The Business of Fashion
Agenda-setting intelligence, analysis and advice for the global fashion community.
Agenda-setting intelligence, analysis and advice for the global fashion community.
MILAN, Italy — The European catwalks remain the world's most prestigious showcase for fashion designers, so it comes as no surprise that mainland China, with its spectacular demand for European luxury imports, has nurtured a crop of young designers who have begun to establish themselves in the continent's major fashion capitals.
They approach their craft with vastly different viewpoints, aligning less with each other than with existing schools of fashion thought. Some, like Yang Li or Ryan Lo, for example, more or less avoid the label of being a 'Chinese' designer, preferring to leverage their British education and networks in London or Paris to build their businesses, though both have dabbled in integrating Chinese culture into their collections via graphics and craft.
The 48-year-old designer Guo Pei — who showed as a guest member of the Chambre Syndicale on the January couture calendar — is their polar opposite, her designs heavily laden with ornate inspirations from the courts of imperial China and that same gilded drama she applied to the canary yellow, flourished and fur-trimmed gown Rihanna wore to the Met Ball last year.
########
* [Set exercise a] Show each line of the records that contains the string "object".

* [The data]
########
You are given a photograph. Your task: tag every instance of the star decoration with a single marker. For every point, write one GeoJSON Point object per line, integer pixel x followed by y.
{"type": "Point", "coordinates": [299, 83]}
########
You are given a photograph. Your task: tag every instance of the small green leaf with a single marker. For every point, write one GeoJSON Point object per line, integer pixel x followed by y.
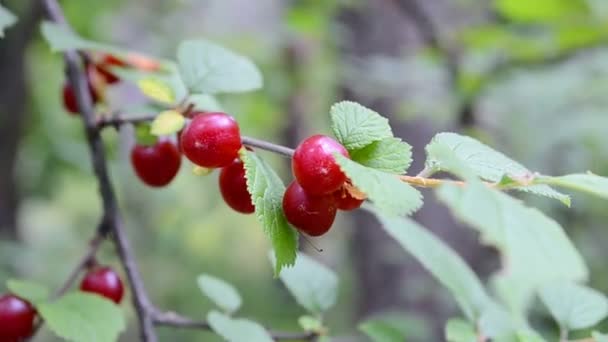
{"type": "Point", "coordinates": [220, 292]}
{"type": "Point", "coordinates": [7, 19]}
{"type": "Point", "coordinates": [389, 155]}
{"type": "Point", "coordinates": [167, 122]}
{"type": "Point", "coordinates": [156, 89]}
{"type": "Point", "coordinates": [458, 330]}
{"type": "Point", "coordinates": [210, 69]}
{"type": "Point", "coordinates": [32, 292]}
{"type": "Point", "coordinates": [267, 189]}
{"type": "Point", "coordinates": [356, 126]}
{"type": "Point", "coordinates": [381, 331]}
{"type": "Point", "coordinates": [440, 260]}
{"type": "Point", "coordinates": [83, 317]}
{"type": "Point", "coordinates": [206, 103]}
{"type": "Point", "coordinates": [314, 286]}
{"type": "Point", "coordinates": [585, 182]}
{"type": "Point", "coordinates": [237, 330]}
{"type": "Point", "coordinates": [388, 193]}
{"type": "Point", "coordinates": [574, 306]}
########
* [Set exercise b] Which two designers does the article on Chinese fashion designers name as more or less avoiding the label of being a 'Chinese' designer?

* [Answer a]
You are given a photograph. Your task: tag every instance of the star decoration with a single marker. For every point, write one GeoJSON Point object per line, integer pixel x followed by y.
You are given a photograph. Your task: tag every instance of the small green leaf with a single marker. For every point, write one GeoJSON Point object per line, integer pixel x followed by y.

* [Answer b] Yang Li and Ryan Lo.